[start PAGE EXCERPT]

My guess is that if you’ve come looking for this website, you’re on some sort of a Jewish journey. To get the most out of it, and especially to get where you want to go, it’s wise sometimes to stop and take your bearings.

Do you have a Jewish community? Traveling through the wilderness alone is miserable, if not impossible.  Joshua ben Perachyah, one of the most ancient rabbis, used to say, “Provide yourself a teacher and get yourself a friend; and judge every man towards merit.” In other words, don’t journey alone. Whether your Jewish community is a class, or a congregation, or a club, or a chavurah, you need other Jews. Otherwise you’ll lose your way.

What’s your immediate goal? If your goal is conversion to Judaism, there are specific steps to take. If your goal is to learn more about Judaism, find a class! Many synagogues and Jewish community centers offer “Intro” classes that are appropriate for a wide range of learners. If your goal involves making a Jewish choice, like how to raise your children, or how to manage within an interfaith relationship, local Jewish institutions can point you to resources and there are also websites with good information. Or you may have a very specific goal. There also your Jewish community can come into play: look for Jews whose path you admire, and learn from them, whether it is how to make bagels or how to speak Ladino.

Where have you been already? Just as Moses paused to recount the journeys of the Israelites, you may want to make your own map of where you’ve already been. What worked? What was a good experience? What was difficult? Was something both difficult and a good experience? What was worthwhile? What wasn’t?

Where are you afraid to go? The Israelites often stopped in their tracks to wail that they were scared, they hated the wilderness, and that slavery seemed like a pretty sweet deal. They were afraid to enter the land, they were afraid of the wilderness, and in their fear, sometimes they did dreadful things. But sometimes the things that scare us the most turn out to be the best journeys of all. If something looks scary, or feels too difficult, that might be a sign that it’s exactly your best next step, whether it’s learning Hebrew or calling a real, live, offline rabbi.

I am on my own Jewish journey, too. Mine started, improbably, in Catholic school back in Nashville. Today I’m a 59 year old rabbi pursuing new challenges. Thank you for including me in your journey!

 

 

Scouting Conversion

Mikveh, Oakland, CA
Mikveh, Oakland, CA

I’m celebrating an anniversary this week.

There are various ways of keeping track of things in Jewish time. One can celebrate the exact date of something in the Jewish calendar (say, 11 Sivan, 5774) or the Gregorian calendar (June 8, 2014.) My way of keeping track of this anniversary is to celebrate when a particular Torah portion comes up in the calendar: this week’s portion, Shelach-Lecha, the story of the scouts (Numbers 31:1 – 15:41.)

[end PAGE EXCERPT]
[start DATA ENTRIES]

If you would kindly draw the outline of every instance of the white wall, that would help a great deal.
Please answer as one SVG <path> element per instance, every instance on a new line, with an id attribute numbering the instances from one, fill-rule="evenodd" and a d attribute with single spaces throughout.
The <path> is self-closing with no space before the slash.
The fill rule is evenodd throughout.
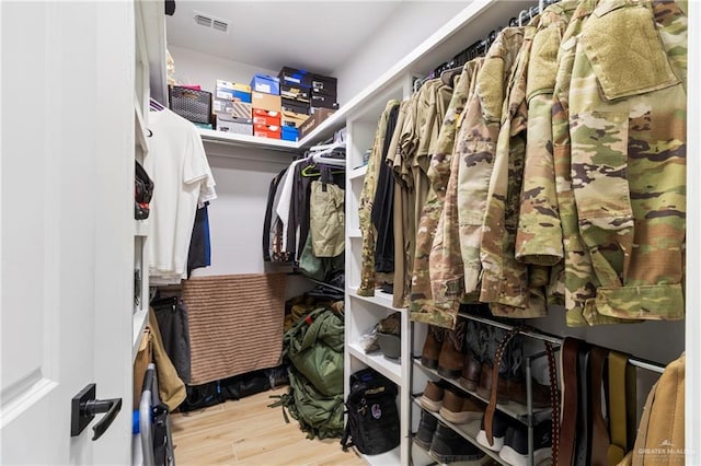
<path id="1" fill-rule="evenodd" d="M 381 25 L 381 34 L 372 35 L 350 60 L 333 71 L 332 74 L 338 79 L 341 105 L 416 48 L 466 5 L 467 2 L 462 1 L 402 2 L 395 14 Z M 459 51 L 455 50 L 456 54 Z"/>
<path id="2" fill-rule="evenodd" d="M 177 83 L 199 84 L 203 91 L 214 92 L 218 79 L 249 84 L 255 73 L 277 75 L 277 71 L 264 70 L 187 48 L 169 46 L 168 49 L 175 62 L 174 78 Z"/>

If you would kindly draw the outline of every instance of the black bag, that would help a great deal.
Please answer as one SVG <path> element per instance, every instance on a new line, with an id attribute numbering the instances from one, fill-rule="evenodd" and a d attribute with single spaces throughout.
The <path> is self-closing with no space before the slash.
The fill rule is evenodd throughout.
<path id="1" fill-rule="evenodd" d="M 378 455 L 399 446 L 397 392 L 395 384 L 371 369 L 350 375 L 343 450 L 355 446 L 365 455 Z"/>
<path id="2" fill-rule="evenodd" d="M 143 166 L 135 162 L 134 176 L 134 218 L 145 220 L 149 218 L 149 202 L 153 196 L 153 180 L 149 177 Z"/>
<path id="3" fill-rule="evenodd" d="M 187 396 L 177 407 L 181 412 L 193 411 L 226 401 L 221 394 L 220 381 L 202 385 L 186 385 L 185 388 L 187 389 Z"/>

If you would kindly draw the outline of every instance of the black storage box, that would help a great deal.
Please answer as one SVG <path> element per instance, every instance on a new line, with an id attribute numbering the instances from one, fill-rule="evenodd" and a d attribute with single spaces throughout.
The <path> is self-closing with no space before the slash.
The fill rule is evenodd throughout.
<path id="1" fill-rule="evenodd" d="M 311 106 L 312 107 L 338 109 L 338 104 L 336 103 L 336 97 L 335 96 L 323 95 L 323 94 L 312 94 L 311 95 Z"/>
<path id="2" fill-rule="evenodd" d="M 177 115 L 193 123 L 210 123 L 211 92 L 172 85 L 169 97 L 171 110 Z"/>
<path id="3" fill-rule="evenodd" d="M 280 84 L 280 96 L 309 104 L 309 88 Z"/>
<path id="4" fill-rule="evenodd" d="M 311 88 L 311 73 L 304 70 L 283 67 L 277 77 L 280 79 L 280 84 Z"/>
<path id="5" fill-rule="evenodd" d="M 309 104 L 290 98 L 283 98 L 283 112 L 309 115 Z"/>
<path id="6" fill-rule="evenodd" d="M 313 74 L 311 79 L 311 89 L 321 94 L 335 95 L 337 90 L 337 80 L 332 77 Z"/>

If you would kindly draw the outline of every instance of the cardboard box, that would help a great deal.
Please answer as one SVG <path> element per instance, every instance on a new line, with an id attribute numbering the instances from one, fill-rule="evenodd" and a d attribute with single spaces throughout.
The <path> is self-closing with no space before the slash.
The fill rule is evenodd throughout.
<path id="1" fill-rule="evenodd" d="M 251 79 L 251 91 L 280 95 L 280 80 L 269 74 L 256 73 L 253 75 L 253 79 Z"/>
<path id="2" fill-rule="evenodd" d="M 284 141 L 297 141 L 299 139 L 299 129 L 291 126 L 283 126 L 281 139 Z"/>
<path id="3" fill-rule="evenodd" d="M 253 125 L 237 121 L 234 118 L 223 114 L 217 115 L 217 131 L 233 132 L 237 135 L 253 135 Z"/>
<path id="4" fill-rule="evenodd" d="M 309 103 L 309 88 L 280 84 L 280 97 Z"/>
<path id="5" fill-rule="evenodd" d="M 309 115 L 309 104 L 304 102 L 292 101 L 289 98 L 283 98 L 281 109 L 283 112 L 294 112 L 296 114 Z"/>
<path id="6" fill-rule="evenodd" d="M 277 77 L 280 79 L 280 83 L 283 84 L 311 88 L 311 73 L 306 70 L 283 67 Z"/>
<path id="7" fill-rule="evenodd" d="M 285 112 L 281 113 L 280 124 L 283 127 L 288 126 L 291 128 L 299 128 L 302 123 L 307 121 L 309 115 L 307 114 L 296 114 L 295 112 Z"/>
<path id="8" fill-rule="evenodd" d="M 325 121 L 335 110 L 330 108 L 318 108 L 313 115 L 307 118 L 307 121 L 299 128 L 299 139 L 303 139 L 307 135 L 314 130 L 315 127 Z"/>
<path id="9" fill-rule="evenodd" d="M 251 103 L 251 86 L 238 82 L 217 80 L 215 98 Z"/>
<path id="10" fill-rule="evenodd" d="M 225 101 L 222 98 L 215 98 L 212 112 L 216 115 L 223 115 L 228 118 L 233 118 L 239 123 L 252 124 L 251 118 L 251 104 L 244 102 Z"/>
<path id="11" fill-rule="evenodd" d="M 322 107 L 322 108 L 332 108 L 334 110 L 338 109 L 338 103 L 336 102 L 335 95 L 333 97 L 323 94 L 312 94 L 311 96 L 311 106 L 312 107 Z"/>
<path id="12" fill-rule="evenodd" d="M 272 112 L 281 112 L 283 109 L 283 103 L 279 95 L 253 91 L 251 93 L 251 102 L 253 108 L 262 108 L 264 110 Z"/>
<path id="13" fill-rule="evenodd" d="M 326 95 L 336 94 L 338 81 L 333 77 L 324 77 L 321 74 L 313 74 L 311 79 L 311 89 L 315 92 Z"/>
<path id="14" fill-rule="evenodd" d="M 254 108 L 253 124 L 266 125 L 266 126 L 280 126 L 280 113 L 263 110 L 261 108 Z"/>
<path id="15" fill-rule="evenodd" d="M 281 139 L 283 131 L 279 126 L 253 125 L 253 136 L 268 139 Z"/>

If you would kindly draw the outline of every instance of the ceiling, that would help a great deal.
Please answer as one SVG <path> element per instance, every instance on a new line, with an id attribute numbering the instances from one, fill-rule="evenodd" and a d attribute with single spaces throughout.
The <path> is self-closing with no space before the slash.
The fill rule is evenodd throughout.
<path id="1" fill-rule="evenodd" d="M 267 70 L 331 73 L 402 1 L 177 0 L 166 16 L 168 44 Z M 229 23 L 228 33 L 198 25 L 195 12 Z"/>

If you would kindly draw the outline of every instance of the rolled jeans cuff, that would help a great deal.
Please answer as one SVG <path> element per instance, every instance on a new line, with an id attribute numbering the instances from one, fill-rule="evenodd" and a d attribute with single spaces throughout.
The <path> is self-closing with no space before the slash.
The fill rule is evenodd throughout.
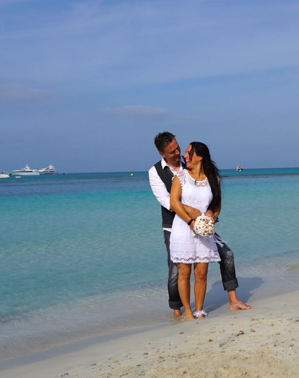
<path id="1" fill-rule="evenodd" d="M 181 301 L 178 301 L 176 302 L 174 302 L 173 301 L 168 300 L 168 303 L 169 304 L 169 307 L 172 310 L 178 310 L 181 307 L 183 307 L 183 304 Z"/>
<path id="2" fill-rule="evenodd" d="M 239 286 L 238 280 L 236 278 L 234 278 L 233 280 L 231 280 L 230 281 L 223 282 L 222 284 L 224 290 L 232 290 L 233 289 L 236 289 Z"/>

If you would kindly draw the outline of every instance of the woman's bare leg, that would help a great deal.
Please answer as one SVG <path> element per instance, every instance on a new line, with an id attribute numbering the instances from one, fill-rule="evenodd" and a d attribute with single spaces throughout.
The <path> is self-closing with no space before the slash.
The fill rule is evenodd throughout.
<path id="1" fill-rule="evenodd" d="M 195 297 L 195 311 L 201 311 L 204 305 L 207 290 L 207 276 L 208 263 L 195 263 L 194 264 L 194 295 Z"/>
<path id="2" fill-rule="evenodd" d="M 192 269 L 192 264 L 178 263 L 179 278 L 178 287 L 181 300 L 185 309 L 185 320 L 193 320 L 193 313 L 190 306 L 190 276 Z"/>

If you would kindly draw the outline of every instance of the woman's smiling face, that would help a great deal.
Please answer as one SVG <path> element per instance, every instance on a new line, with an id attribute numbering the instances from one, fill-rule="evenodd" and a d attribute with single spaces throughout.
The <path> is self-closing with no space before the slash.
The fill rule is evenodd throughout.
<path id="1" fill-rule="evenodd" d="M 189 144 L 187 147 L 186 153 L 184 157 L 186 161 L 186 165 L 188 168 L 190 168 L 192 165 L 198 163 L 202 159 L 201 156 L 198 156 L 196 154 L 191 144 Z"/>

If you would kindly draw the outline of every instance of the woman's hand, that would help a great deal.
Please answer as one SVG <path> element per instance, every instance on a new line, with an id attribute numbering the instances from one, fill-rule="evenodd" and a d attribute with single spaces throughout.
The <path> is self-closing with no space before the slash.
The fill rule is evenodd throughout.
<path id="1" fill-rule="evenodd" d="M 194 208 L 192 208 L 191 206 L 188 206 L 187 205 L 183 205 L 185 209 L 188 213 L 188 215 L 190 218 L 192 218 L 193 219 L 196 219 L 198 217 L 201 215 L 201 212 L 198 209 L 195 209 Z"/>

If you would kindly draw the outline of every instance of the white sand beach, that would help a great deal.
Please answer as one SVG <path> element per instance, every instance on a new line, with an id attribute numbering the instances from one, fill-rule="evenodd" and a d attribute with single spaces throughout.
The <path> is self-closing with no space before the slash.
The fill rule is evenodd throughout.
<path id="1" fill-rule="evenodd" d="M 297 377 L 299 291 L 250 304 L 1 361 L 1 376 Z"/>

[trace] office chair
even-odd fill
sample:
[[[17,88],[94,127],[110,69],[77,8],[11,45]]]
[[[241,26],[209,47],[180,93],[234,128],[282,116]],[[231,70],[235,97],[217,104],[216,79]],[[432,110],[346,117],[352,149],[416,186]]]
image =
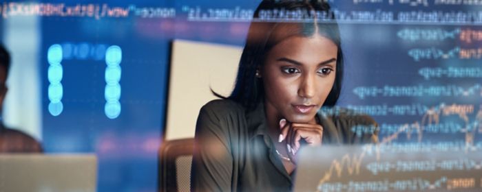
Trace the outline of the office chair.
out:
[[[159,150],[159,191],[190,191],[194,139],[165,141]]]

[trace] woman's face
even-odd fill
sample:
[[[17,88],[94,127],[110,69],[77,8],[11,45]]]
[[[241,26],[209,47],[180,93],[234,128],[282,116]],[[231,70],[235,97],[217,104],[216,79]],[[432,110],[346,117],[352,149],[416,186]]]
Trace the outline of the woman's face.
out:
[[[313,122],[333,86],[337,54],[337,45],[319,35],[293,36],[275,45],[260,69],[266,115]]]

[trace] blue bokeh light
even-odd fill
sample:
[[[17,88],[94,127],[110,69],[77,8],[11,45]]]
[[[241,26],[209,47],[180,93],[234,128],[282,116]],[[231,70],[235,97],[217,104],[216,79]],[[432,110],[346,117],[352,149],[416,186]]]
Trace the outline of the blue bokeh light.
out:
[[[47,60],[49,64],[59,64],[62,62],[62,47],[59,44],[54,44],[48,48]]]
[[[109,66],[105,68],[105,82],[115,84],[120,81],[122,70],[119,66]]]
[[[107,48],[105,52],[105,63],[107,66],[118,66],[122,61],[122,50],[116,45]]]

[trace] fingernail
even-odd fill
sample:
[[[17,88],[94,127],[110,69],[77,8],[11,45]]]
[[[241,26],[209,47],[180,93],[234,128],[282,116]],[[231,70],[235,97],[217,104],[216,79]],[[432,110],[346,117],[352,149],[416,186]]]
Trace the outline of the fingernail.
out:
[[[282,134],[280,134],[280,137],[277,139],[277,142],[281,143],[282,141],[283,141],[284,139],[284,136],[283,136]]]
[[[286,119],[281,119],[281,120],[280,120],[280,129],[282,128],[283,127],[284,127],[284,125],[286,125]]]

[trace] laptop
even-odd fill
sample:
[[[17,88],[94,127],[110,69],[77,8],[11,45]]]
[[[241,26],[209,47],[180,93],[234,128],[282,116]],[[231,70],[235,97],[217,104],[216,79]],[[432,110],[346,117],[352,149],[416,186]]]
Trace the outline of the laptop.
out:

[end DATA ENTRIES]

REQUIRED TASKS:
**a)** Answer these questions about the Jewish journey piece:
(i) Which ancient rabbi does the piece quote on providing a teacher and getting a friend?
(ii) Where did the author's own Jewish journey start?
(iii) What is the name of this week's Torah portion that the author uses to mark the anniversary?
**b)** Extend the Jewish journey piece, beginning right after its final sentence.
The lines after the Jewish journey piece come from a separate source.

THE RESPONSES:
**a)**
(i) Joshua ben Perachyah.
(ii) In Catholic school back in Nashville.
(iii) Shelach-Lecha, the story of the scouts.

**b)**
Shelach-Lecha was the Torah portion the week I became a Jew. I think of this week (whenever it falls, depending on the year) as my Jewish birthday, and it’s a big deal to me, in a quiet sort of way. I don’t give a party, but I do attend services and spend some time reflecting on my life as a Jew.

The story in the portion is pivotal for the Israelites in the wilderness. God tells Moses to send scouts into the Promised Land, as they are camped just outside it. God even tells Moses which men to send. Twelve scouts go into the land. Ten of them report that it is totally scary, the people are giants, and we’ll all die there. Two scouts, Joshua and Caleb, come back and say, hey, it’s fine. The people are so frightened by the account of the ten, however, that they panic. God is disgusted by their reaction, and says that clearly these people are not ready for the Promised Land – the next generation will get to go, but not them. And that’s how the 40 years in the desert happened.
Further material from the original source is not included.